● Problem description: Output the part of the rows that runs from the first line through the line containing "[82,224,308,687]" as a Markdown table with a No. column for the row number and a Line column for the line. Leave out any blank lines.

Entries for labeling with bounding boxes
╔══
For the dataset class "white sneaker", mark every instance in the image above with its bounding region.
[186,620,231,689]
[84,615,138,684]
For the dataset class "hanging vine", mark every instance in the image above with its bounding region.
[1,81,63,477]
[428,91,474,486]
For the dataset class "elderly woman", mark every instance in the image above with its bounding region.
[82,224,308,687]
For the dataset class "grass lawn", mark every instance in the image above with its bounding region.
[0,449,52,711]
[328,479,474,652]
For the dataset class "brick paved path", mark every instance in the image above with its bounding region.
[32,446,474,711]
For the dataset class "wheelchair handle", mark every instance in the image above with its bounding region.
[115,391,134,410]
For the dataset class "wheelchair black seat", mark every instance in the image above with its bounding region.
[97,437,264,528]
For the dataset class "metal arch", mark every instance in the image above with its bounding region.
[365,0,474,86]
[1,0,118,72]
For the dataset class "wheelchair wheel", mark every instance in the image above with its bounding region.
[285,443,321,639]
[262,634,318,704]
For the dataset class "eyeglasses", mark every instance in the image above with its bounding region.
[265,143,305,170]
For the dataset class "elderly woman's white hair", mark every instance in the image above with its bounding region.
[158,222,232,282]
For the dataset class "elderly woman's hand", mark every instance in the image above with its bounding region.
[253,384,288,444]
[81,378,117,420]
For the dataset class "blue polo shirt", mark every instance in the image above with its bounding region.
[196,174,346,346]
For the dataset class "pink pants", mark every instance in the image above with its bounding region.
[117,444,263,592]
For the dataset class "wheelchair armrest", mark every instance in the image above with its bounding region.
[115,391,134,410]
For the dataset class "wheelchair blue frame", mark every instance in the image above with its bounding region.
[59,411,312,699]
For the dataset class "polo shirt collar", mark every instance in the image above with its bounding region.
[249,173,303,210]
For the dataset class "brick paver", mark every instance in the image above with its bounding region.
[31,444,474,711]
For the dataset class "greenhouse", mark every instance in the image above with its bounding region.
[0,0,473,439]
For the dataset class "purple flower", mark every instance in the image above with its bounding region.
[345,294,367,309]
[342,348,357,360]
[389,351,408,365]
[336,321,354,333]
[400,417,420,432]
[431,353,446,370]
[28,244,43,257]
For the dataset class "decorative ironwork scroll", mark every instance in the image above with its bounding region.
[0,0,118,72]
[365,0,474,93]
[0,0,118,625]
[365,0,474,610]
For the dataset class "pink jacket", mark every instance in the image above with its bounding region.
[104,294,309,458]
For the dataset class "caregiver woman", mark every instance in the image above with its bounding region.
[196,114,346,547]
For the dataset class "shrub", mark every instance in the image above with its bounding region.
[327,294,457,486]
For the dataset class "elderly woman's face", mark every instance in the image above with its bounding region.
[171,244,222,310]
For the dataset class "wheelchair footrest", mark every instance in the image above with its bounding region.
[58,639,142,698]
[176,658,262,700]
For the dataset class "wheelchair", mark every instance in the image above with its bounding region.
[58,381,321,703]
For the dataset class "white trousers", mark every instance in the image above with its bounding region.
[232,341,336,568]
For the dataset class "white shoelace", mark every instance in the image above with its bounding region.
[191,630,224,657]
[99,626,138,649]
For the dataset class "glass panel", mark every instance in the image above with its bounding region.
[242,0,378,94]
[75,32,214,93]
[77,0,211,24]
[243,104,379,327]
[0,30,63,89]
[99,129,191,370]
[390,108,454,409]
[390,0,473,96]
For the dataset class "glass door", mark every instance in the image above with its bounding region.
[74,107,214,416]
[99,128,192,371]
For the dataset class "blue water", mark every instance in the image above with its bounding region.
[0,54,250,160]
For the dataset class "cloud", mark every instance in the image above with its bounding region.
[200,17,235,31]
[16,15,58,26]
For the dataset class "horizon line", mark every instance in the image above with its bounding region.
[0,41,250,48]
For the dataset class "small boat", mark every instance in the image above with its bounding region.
╚══
● Answer in full:
| No. | Line |
|---|---|
| 1 | For the dataset class "white sneaker", mark every instance in the image above with its bounding region. |
| 2 | [186,620,231,689] |
| 3 | [84,615,138,684] |
| 4 | For the dataset class "hanging vine", mark every instance in the image above with its bounding region. |
| 5 | [1,81,63,477] |
| 6 | [428,91,474,486] |
| 7 | For the dataset class "elderly woman", mark every instance in the image above with its bounding region. |
| 8 | [82,224,308,687] |